Tarhil : A chacun son drapeau, son adresse
« Tarhil », littéralement « déplacement », désigne ces nouvelles zones assainies pour accueillir les populations déplacées des bidonvilles qui constituaient une ceinture de pauvreté pour la capitale.
Ces populations ont été déplacées, selon le gouvernement, dans la perspective de mettre fin au « kebba, gazra », autres terrains squattés et de « redonner à la jeune capitale « le visage qu’elle mérite ». Des objectifs, incontestablement, nobles suscitant l’adhésion de tous, y compris les opposants. Même si dernièrement Ould Daddah avait critiqué la manière dont ce peuple avait été déplacée par des militaires accompagnés par un «bulldozer qui détruisait tout à son passage ». On dirait une machine infernale, un rouleau compresseur qui passait au dessus des plus pauvres, avait mentionné le président du RFD. Il est bien vrai que le problème des terrains squattés est difficile, c’était un fouillis
inextricable face auquel tous les gouvernements (avant Aziz) avaient affiché profil bas. C’est une vérité. Faire disparaître ces gazra a coûté plusieurs millions, voire de milliards d’ouguiyas au trésor public, beaucoup d’efforts et de réflexion pour ceux qui s’y mettent. Cela pèse parfois sur la conscience de quelques personnes que d’avoir démoli des constructions, parfois en dur, que des citoyens avaient érigées au prix de toute une vie. Oui, cela pèse !
Les populations déplacées ont été étiquetées et reparties sur différents secteurs (16, 17, 18…) aménagés sur cette partie de l’Aftout(ensemble géographique s’étendant de Nouakchott jusqu’aux confins de l’Iguidi), autrefois espaces de pâturages et de transhumance des tribus nomades. Curieusement, me dit-on, certains déplacés ont bénéficié de parcelles où il ya encore de petits puits (Ogla) aménagés par ces nomades pour le breuvage de leurs animaux !
En parcourant les Tarhil , on constate que, très souvent, les nouveaux habitants plantent un étendard ou un fanion sur le toit de ce qu’ils ont comme demeure, à défaut d’ériger un mât pour le faire.

-=-=-

◆ Énoncé 1: Relevez, dans l'ordre d'apparition, tous les noms de lieux géographiques du texte sur les Tarhil.
◆ Énoncé 2: Recopiez le passage du texte sur les Tarhil situé entre « Les populations déplacées ont » et « leurs animaux ! », bornes incluses.

◆ Données fournies:
-=-=-

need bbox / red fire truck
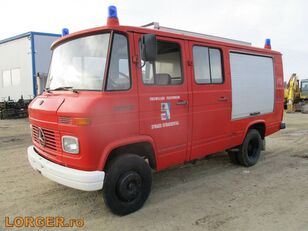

-=-=-

◆ Corrigé 1: Aftout, Nouakchott, Iguidi

◆ Corrigé 2:
Les populations déplacées ont été étiquetées et reparties sur différents secteurs (16, 17, 18…) aménagés sur cette partie de l’Aftout(ensemble géographique s’étendant de Nouakchott jusqu’aux confins de l’Iguidi), autrefois espaces de pâturages et de transhumance des tribus nomades. Curieusement, me dit-on, certains déplacés ont bénéficié de parcelles où il ya encore de petits puits (Ogla) aménagés par ces nomades pour le breuvage de leurs animaux !